- _TEXT EXTRACT_
The torat hakavod (Hebrew תורת הכבוד) of the Ashkenazi Hasidim echoes Saadia's theory, but with a fundamental difference. For the latter, the glory was not created by God, but emanated from God in a similar manner to the way that light emanates from the sun. What emerged is a tripartite system composed of God, the higher Kavod, and the lower Kavod. God is beyond human comprehension and impossible for man to relate to. The higher Kavod emanates from God, and is still very distant from man, but slightly more accessible. And finally, the lower Kavod is the element that man can access. It is at the lower Kavod that man can attempt to understand.

This description of God and His divine realm directly parallels the kabbalistic system of sefirot, with Ein Sof (Hebrew אין סוף) beyond knowledge on the top, and the ten sefirot emanating downward; the lower the sefira, the more relatable it becomes. Just as the unity of the sefirot is an indispensable concept in Kabbala, the inter-connectedness of the lower Kavod and higher Kavod is crucial for the Chassidei Ashkenaz. The lower Kavod is not separate from the higher Kavod but instead emanates from it.

As in Kabbala, there are many symbols and descriptions used to explain and refer to the Kavod. For example, in various Ashkenazi Hasidic works, the Kavod is referred to by the names of Demut Yakov Chakuk al Kisai HaKavod, Tiferet Yisrael, Kruv, Kisai Hakavod, Atara, Shin, Bas, and Sod.

Many of these references are present in Shir Hakavod by Rabbi Samuel the Pious, a poem written in praise of the Kavod.

===Other themes===
Their devotion were expressed in both esoteric and perfectionist ways. Their esoteric expression was in their dedication to prayer. They believed that you may rise spiritually toward communion with God through the knowledge of prayer.

As portrayed in Sefer Hasidim, the Hasid is assertive and in certain senses extreme in his efforts to impose his system upon his surroundings. The Hasid did not view his religious observance as merely admirable; he viewed it as the standard duties of any Jew. Therefore, integral to the Hasid's divine worship was an aspiration to positively influence others. In part, Sefer Hasidim is sated with praise for those who serve the public and equally filled with admonition for those who cause others to stumble. Acting for the common good became a leitmotif in Sefer Hasidim, and failure to take a public stand against wrongdoing is perceived as a grave sin. It was the Hasid's goal to enlighten those who needed enlightenment.

On the flip side, those who did not adhere to the "proper" lifestyle proscribed by Sefer Hasidim were constantly labeled as reshaim (wicked ones). The "wicked" or the "unrighteous ones" were not to be called to the Torah, be given honors in the services, blow the shofar, or serve as sandek. It is clear from Sefer Hasidim itself that this class of people was "wicked" simply from the perspective of the Hasidim. From the non-Hasid perspective, these often were scholars who make serious contributions to Halachic thought and give influential rulings on religious matters.

- _REQUIREMENT A_
Could you retype the passage on the Ashkenazi Hasidim, starting at "On the flip" and ending at "on religious matters."?
The passage on the Ashkenazi Hasidim and the rows have no connection to each other.

- _Position identification records_
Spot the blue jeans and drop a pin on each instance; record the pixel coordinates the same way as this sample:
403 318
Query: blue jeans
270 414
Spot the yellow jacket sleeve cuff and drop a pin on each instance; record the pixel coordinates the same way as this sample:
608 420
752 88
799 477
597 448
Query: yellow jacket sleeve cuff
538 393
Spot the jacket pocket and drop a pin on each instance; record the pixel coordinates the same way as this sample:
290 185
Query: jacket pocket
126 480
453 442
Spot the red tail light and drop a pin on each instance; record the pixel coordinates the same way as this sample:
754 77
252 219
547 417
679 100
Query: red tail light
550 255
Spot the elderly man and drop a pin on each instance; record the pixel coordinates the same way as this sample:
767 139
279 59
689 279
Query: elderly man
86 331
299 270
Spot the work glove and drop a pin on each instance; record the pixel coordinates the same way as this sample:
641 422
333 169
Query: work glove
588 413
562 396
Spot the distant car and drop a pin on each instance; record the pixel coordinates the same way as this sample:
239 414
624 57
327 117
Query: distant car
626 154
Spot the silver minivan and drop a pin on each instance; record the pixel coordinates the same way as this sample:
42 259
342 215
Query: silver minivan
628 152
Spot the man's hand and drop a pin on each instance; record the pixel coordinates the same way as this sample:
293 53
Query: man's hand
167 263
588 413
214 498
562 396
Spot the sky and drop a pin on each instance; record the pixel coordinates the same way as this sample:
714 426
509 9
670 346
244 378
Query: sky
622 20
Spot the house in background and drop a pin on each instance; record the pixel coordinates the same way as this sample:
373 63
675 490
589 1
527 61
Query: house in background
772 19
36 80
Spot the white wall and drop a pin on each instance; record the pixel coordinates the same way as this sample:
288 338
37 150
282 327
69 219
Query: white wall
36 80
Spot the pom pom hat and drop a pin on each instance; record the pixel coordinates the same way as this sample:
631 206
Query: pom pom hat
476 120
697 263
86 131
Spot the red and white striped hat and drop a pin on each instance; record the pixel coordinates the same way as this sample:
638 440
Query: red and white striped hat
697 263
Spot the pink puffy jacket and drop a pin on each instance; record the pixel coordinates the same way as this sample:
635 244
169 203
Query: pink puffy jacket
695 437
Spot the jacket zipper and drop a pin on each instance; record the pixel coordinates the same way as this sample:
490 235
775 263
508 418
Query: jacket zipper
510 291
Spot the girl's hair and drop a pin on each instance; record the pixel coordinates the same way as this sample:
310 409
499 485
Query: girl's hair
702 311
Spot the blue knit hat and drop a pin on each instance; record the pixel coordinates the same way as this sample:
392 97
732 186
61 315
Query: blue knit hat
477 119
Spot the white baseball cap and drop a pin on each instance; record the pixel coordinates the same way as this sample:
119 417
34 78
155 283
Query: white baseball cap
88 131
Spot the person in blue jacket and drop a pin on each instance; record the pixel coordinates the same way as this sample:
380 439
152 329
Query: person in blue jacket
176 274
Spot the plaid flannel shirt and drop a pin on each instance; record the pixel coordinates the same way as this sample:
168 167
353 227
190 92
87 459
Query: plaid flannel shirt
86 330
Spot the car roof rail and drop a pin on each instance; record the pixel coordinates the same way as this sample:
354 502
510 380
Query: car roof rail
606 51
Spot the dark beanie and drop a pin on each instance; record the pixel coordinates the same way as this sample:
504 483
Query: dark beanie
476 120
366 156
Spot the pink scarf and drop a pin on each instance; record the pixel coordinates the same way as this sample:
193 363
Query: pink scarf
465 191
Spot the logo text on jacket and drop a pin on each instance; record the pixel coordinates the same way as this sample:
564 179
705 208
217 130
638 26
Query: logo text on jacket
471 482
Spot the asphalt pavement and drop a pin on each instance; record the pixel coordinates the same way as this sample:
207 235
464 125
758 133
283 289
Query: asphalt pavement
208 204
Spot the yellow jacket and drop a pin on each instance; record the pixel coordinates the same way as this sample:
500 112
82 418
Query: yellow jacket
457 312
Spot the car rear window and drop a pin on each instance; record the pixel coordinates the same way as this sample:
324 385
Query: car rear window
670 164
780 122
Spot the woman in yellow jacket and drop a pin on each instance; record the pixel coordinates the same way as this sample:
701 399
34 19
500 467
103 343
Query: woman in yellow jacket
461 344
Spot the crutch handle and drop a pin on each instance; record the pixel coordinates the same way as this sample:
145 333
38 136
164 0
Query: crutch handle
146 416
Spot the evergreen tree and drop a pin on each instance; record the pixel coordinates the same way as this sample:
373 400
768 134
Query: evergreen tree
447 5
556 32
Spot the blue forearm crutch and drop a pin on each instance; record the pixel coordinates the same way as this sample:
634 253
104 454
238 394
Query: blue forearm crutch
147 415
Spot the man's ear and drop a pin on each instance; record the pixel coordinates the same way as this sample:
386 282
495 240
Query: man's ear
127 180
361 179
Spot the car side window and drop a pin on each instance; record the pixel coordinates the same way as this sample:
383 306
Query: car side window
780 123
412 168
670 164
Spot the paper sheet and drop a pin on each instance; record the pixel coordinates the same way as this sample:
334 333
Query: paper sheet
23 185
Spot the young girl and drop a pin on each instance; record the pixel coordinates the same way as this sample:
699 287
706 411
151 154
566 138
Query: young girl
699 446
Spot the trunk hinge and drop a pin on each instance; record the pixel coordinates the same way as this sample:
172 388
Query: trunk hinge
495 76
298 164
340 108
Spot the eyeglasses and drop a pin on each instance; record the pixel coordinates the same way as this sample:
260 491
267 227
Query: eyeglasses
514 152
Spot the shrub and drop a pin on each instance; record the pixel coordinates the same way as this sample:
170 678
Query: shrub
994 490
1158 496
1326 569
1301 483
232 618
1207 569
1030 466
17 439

* * *

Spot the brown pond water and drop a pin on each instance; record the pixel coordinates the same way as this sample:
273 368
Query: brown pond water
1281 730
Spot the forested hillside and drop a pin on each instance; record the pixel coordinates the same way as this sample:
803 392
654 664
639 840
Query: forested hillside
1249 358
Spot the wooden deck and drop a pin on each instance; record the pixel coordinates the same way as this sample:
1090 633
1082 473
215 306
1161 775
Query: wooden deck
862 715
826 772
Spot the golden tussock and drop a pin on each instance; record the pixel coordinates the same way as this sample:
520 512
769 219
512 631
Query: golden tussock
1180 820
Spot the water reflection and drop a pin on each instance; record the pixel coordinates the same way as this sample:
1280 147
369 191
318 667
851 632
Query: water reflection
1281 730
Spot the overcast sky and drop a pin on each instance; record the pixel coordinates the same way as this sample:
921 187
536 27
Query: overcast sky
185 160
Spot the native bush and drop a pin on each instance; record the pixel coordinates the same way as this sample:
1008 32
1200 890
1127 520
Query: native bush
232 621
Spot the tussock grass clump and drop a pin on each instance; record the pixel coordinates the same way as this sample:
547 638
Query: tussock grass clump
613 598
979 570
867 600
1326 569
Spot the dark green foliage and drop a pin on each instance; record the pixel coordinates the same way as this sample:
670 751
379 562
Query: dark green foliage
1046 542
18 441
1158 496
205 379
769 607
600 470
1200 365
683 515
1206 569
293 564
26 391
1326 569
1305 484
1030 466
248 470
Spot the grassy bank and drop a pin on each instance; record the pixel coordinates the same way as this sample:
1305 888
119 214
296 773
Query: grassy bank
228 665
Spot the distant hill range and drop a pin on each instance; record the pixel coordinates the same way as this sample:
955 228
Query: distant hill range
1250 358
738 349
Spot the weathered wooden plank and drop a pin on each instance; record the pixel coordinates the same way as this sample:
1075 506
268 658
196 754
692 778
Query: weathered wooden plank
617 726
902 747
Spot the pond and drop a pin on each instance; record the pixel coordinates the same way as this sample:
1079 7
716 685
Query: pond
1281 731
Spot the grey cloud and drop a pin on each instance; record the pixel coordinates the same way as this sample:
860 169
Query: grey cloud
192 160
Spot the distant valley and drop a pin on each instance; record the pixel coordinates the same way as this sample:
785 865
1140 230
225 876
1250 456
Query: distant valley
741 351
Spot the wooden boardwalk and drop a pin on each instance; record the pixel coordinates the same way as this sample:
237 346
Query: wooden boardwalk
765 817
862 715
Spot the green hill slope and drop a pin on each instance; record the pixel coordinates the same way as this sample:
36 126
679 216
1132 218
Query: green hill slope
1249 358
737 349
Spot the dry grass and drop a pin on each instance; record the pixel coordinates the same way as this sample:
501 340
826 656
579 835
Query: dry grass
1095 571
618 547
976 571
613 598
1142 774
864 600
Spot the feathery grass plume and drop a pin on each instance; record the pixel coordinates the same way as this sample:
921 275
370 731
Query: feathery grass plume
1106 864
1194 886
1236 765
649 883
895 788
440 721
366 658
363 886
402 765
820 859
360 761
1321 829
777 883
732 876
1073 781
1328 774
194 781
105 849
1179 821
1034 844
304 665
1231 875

- _REQUIREMENT B_
Which rows contain the word "shirt"? Show each of them in full.

- _OUTPUT A_
On the flip side, those who did not adhere to the "proper" lifestyle proscribed by Sefer Hasidim were constantly labeled as reshaim (wicked ones). The "wicked" or the "unrighteous ones" were not to be called to the Torah, be given honors in the services, blow the shofar, or serve as sandek. It is clear from Sefer Hasidim itself that this class of people was "wicked" simply from the perspective of the Hasidim. From the non-Hasid perspective, these often were scholars who make serious contributions to Halachic thought and give influential rulings on religious matters.

- _OUTPUT B_
Spot the plaid flannel shirt and drop a pin on each instance; record the pixel coordinates the same way as this sample:
Query: plaid flannel shirt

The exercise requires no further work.